**Exercise:**
Please rewrite the rows below, swapping "keypoint" for "marker" wherever it appears and leaving everything else unchanged.

**Excerpted data:**
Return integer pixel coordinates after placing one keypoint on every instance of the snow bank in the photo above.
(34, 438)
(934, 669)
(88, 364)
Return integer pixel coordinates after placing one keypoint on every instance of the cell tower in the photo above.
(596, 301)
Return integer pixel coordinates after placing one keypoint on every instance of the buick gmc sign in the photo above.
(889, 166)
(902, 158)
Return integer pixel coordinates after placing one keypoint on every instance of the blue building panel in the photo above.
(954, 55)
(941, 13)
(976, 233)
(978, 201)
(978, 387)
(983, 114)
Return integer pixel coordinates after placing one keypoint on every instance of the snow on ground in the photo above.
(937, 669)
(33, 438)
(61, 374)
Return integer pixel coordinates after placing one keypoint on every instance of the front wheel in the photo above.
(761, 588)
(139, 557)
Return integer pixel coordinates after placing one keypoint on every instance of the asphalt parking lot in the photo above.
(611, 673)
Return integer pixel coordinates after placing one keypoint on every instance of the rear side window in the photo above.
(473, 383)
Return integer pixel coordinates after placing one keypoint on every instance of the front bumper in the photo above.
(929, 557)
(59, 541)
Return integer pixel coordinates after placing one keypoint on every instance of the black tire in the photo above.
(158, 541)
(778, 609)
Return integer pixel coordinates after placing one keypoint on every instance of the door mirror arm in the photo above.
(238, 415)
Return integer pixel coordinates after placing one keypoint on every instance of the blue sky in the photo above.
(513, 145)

**Solution for this task:**
Return integer pixel coordinates after placing one marker on every instance of the snow bank in the photo above.
(34, 438)
(934, 669)
(88, 364)
Return integer pixel coordinates after placing one marker on every instance of the cell tower in the photo above.
(596, 301)
Return integer pixel coordinates after placing one marker on every instance of the buick gmc sign in the photo above.
(889, 166)
(902, 158)
Return integer pixel coordinates after placing one marker on every instance of the blue building panel in the photo above.
(954, 55)
(941, 13)
(976, 233)
(978, 201)
(978, 387)
(983, 114)
Return integer pixel coordinates after placing one marker on every instance of the snow on ground in the photo above.
(937, 669)
(33, 438)
(61, 374)
Return integer pixel coordinates after placing one marker on every instance of the front wheel in the photo above.
(761, 588)
(139, 557)
Return integer pixel coordinates after placing one marker on every instance of the asphalt parking lot in the photo above.
(611, 673)
Return integer pixel coordinates after placing one marker on every instance of the rear side window in the photo above.
(473, 383)
Return integer pixel coordinates after placing one marker on every instance of the front bumper in the photo above.
(929, 557)
(59, 541)
Return integer pixel coordinates after placing one marker on every instance of the black tire in the photo above.
(158, 541)
(778, 609)
Return integer pixel coordinates after placing one marker on every instance of the door mirror arm in the photo above.
(238, 415)
Return integer pixel coordinates after placing one marker on every instance of the blue sky in the photo above.
(513, 145)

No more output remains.